#### Excerpted text ####

How He Lied to Her Husband explained

How He Lied to Her Husband
Genre:comedy of manners
Setting:A flat in Cromwell Road, London
Subject:A poet falls in love with a married woman
Premiere:26 September 1904
Place:New York, Berkeley Lyceum
Orig Lang:English

How He Lied to Her Husband is a one-act comedy play by George Bernard Shaw, who wrote it, at the request of actor Arnold Daly, over a period of four days while he was vacationing in Scotland in 1904. In its preface he described it as "a sample of what can be done with even the most hackneyed stage framework by filling it in with an observed touch of actual humanity instead of with doctrinaire romanticism." The play has often been interpreted as a kind of satirical commentary on Shaw's own highly successful earlier play Candida (which one of the characters gets tickets to see).

It was first performed by Daly in New York as a curtain raiser for The Man of Destiny. The original 1905 London cast were Harley Granville-Barker as Henry Apjohn, A. G. Poulton as Teddy Bompas, and Gertrude Kingston as Aurora Bompas.[1]

Characters

Plot

The three-character play is set in the drawing room of a flat located on Cromwell Road in London. Shaw describes Henry Apjohn as "a very beautiful youth, moving as in a dream, walking as on air," while Aurora Bompas has "an air of being a young and beautiful woman but as a matter of hard fact, she is, dress and pretensions apart, a very ordinary South Kensington female of about 37, hopelessly inferior in physical and spiritual distinction to the beautiful youth." The third character is Aurora's husband Teddy, "a robust, thicknecked, well groomed city man, with a strong chin but a blithering eye and credulous mouth."

Aurora is distressed because she has misplaced some poems, in which she is identified by name, written for her with declarations of love by the impetuous Henry. She suspects her sister-in-law Georgina stole them from her workbox and is concerned she will read them to Aurora's husband Teddy.

#### Information provided ####

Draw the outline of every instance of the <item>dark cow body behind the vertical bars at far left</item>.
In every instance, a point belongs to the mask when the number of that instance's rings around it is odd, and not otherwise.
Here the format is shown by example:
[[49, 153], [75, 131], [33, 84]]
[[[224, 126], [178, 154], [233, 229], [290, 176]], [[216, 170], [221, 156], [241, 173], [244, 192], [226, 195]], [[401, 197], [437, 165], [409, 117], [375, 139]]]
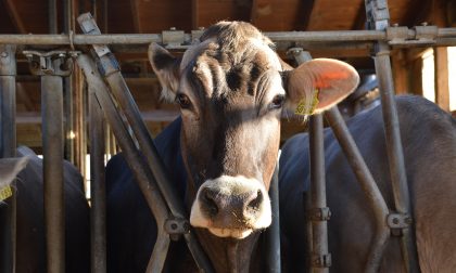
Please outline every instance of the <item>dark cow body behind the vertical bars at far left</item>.
[[[28, 158], [17, 174], [17, 255], [16, 272], [46, 272], [42, 160], [29, 148], [17, 148], [17, 155]], [[27, 160], [22, 159], [20, 167]], [[1, 162], [0, 162], [1, 165]], [[14, 168], [2, 168], [14, 178]], [[18, 170], [18, 169], [15, 169]], [[3, 177], [3, 176], [2, 176]], [[9, 181], [1, 181], [11, 183]], [[83, 178], [69, 162], [64, 162], [66, 271], [90, 272], [89, 206], [84, 195]], [[1, 186], [1, 183], [0, 183]], [[0, 204], [0, 214], [5, 209]]]

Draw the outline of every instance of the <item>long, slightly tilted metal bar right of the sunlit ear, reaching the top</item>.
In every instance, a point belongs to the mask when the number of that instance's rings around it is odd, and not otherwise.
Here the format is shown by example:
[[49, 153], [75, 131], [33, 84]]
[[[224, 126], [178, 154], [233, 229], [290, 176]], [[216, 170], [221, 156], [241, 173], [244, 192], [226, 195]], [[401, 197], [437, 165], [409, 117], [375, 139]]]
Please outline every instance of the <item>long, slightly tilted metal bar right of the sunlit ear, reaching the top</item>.
[[[388, 1], [365, 0], [365, 5], [368, 28], [372, 30], [388, 29], [390, 24]], [[440, 30], [438, 30], [438, 32], [440, 34]], [[410, 197], [405, 173], [397, 109], [394, 101], [394, 83], [390, 63], [390, 46], [388, 42], [378, 41], [376, 43], [373, 62], [379, 80], [394, 205], [398, 213], [409, 217], [411, 212]], [[413, 223], [409, 227], [402, 229], [401, 232], [401, 250], [405, 269], [407, 272], [419, 272]]]

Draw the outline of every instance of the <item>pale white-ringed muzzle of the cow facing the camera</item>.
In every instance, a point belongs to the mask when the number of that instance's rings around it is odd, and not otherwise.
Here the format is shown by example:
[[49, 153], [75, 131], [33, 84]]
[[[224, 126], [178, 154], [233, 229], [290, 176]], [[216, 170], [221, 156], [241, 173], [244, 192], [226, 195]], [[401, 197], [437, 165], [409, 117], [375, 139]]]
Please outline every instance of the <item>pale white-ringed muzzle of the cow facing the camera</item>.
[[223, 176], [204, 182], [190, 214], [193, 226], [208, 229], [219, 237], [244, 238], [269, 226], [270, 202], [256, 179]]

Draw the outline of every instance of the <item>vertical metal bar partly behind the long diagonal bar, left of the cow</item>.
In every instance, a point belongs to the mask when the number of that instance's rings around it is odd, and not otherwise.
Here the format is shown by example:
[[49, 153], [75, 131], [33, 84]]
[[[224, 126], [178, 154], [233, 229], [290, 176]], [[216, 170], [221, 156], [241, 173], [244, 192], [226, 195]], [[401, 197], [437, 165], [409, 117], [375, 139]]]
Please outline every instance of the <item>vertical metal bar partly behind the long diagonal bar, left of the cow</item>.
[[106, 272], [106, 184], [104, 177], [104, 118], [93, 90], [89, 93], [91, 272]]

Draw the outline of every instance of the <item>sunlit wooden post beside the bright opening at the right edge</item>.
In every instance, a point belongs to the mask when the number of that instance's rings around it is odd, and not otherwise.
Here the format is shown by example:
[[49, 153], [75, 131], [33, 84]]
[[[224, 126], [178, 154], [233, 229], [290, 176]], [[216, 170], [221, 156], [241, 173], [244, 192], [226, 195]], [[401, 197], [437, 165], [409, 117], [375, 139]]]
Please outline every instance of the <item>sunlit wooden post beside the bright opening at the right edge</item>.
[[446, 47], [434, 48], [435, 103], [449, 110], [448, 51]]

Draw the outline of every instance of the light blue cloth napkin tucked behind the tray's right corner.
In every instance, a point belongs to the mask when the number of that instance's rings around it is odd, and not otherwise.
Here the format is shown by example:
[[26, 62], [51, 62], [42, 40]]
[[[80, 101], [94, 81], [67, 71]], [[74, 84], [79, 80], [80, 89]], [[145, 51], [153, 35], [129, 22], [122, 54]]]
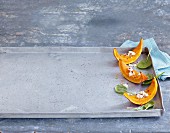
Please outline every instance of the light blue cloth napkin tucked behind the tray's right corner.
[[[135, 47], [139, 42], [133, 42], [130, 40], [125, 41], [120, 47]], [[156, 74], [165, 72], [159, 79], [165, 80], [170, 77], [170, 56], [159, 50], [155, 40], [153, 38], [144, 40], [144, 46], [148, 47], [150, 56], [152, 57], [152, 65], [155, 68]]]

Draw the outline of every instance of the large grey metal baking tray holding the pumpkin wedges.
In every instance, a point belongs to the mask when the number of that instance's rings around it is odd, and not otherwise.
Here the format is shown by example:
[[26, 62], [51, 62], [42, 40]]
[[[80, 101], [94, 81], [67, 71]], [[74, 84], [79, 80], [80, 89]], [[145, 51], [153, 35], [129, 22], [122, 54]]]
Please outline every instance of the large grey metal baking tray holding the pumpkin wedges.
[[[127, 52], [131, 48], [118, 48]], [[158, 117], [164, 109], [160, 85], [152, 110], [135, 107], [114, 87], [146, 86], [124, 79], [111, 47], [1, 47], [0, 118]], [[140, 59], [146, 57], [143, 49]], [[144, 73], [154, 69], [144, 70]], [[159, 82], [158, 82], [159, 83]]]

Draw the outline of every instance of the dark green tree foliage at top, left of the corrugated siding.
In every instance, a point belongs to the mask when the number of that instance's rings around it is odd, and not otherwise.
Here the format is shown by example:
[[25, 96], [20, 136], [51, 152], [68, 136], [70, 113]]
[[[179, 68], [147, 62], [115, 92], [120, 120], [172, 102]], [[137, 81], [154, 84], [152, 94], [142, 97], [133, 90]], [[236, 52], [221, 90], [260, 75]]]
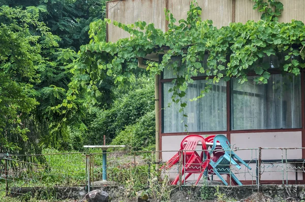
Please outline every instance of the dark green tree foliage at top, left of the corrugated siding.
[[97, 19], [104, 19], [105, 0], [2, 0], [0, 4], [10, 7], [38, 7], [43, 11], [40, 20], [44, 21], [50, 31], [59, 36], [60, 48], [72, 48], [75, 51], [89, 42], [89, 24]]

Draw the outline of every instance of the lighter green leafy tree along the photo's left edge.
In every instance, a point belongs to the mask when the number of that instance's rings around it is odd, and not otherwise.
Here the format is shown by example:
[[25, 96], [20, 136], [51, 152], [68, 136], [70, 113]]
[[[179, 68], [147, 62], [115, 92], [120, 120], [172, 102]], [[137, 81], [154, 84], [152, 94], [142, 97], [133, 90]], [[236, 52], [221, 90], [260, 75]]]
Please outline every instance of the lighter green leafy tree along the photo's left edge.
[[38, 105], [34, 85], [46, 60], [42, 51], [58, 46], [59, 38], [39, 21], [38, 8], [2, 6], [0, 18], [0, 152], [39, 152], [37, 137], [27, 136], [27, 120]]

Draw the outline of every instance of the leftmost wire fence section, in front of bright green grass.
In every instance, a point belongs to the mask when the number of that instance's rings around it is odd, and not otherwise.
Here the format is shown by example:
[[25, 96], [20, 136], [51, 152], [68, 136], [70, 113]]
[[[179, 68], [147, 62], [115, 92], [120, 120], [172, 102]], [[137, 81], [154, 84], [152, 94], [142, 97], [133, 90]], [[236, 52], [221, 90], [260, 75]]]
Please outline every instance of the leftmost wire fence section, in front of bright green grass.
[[[0, 160], [0, 191], [12, 188], [85, 186], [86, 156], [82, 152], [6, 155]], [[14, 189], [15, 190], [15, 189]]]

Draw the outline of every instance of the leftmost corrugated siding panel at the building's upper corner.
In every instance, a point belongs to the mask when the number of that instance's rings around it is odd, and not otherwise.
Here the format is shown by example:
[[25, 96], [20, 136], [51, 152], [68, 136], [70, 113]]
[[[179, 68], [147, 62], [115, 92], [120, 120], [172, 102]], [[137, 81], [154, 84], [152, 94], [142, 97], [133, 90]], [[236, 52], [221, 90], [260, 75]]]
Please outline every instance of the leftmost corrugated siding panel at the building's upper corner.
[[[154, 23], [156, 28], [165, 31], [164, 0], [125, 0], [107, 2], [107, 18], [123, 24], [136, 21]], [[107, 25], [107, 41], [116, 42], [118, 39], [129, 37], [129, 33], [114, 26]]]

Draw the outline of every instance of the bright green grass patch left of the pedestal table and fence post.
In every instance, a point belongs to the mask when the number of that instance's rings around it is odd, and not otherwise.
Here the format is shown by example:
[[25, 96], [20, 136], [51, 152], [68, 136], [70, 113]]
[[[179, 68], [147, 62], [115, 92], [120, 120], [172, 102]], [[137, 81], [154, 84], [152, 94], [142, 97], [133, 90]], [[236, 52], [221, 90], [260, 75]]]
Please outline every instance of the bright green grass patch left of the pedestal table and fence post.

####

*Assigned task A*:
Extract the passage of the article about the play starting with "How He Lied to Her Husband explained" and going on through "tickets to see).".
*Assigned task B*:
Please rewrite the paragraph of the article about the play that begins "Aurora is distressed" in a shorter form that keeps its main facts.
The rows have no connection to the article about the play.

*Worked solution A*:
How He Lied to Her Husband explained

How He Lied to Her Husband
Genre:comedy of manners
Setting:A flat in Cromwell Road, London
Subject:A poet falls in love with a married woman
Premiere:26 September 1904
Place:New York, Berkeley Lyceum
Orig Lang:English

How He Lied to Her Husband is a one-act comedy play by George Bernard Shaw, who wrote it, at the request of actor Arnold Daly, over a period of four days while he was vacationing in Scotland in 1904. In its preface he described it as "a sample of what can be done with even the most hackneyed stage framework by filling it in with an observed touch of actual humanity instead of with doctrinaire romanticism." The play has often been interpreted as a kind of satirical commentary on Shaw's own highly successful earlier play Candida (which one of the characters gets tickets to see).

*Worked solution B*:
Aurora is upset because she has lost love poems that the impetuous Henry wrote her, which name her. She suspects her sister-in-law Georgina took them from her workbox and fears Georgina will read them to Aurora's husband Teddy.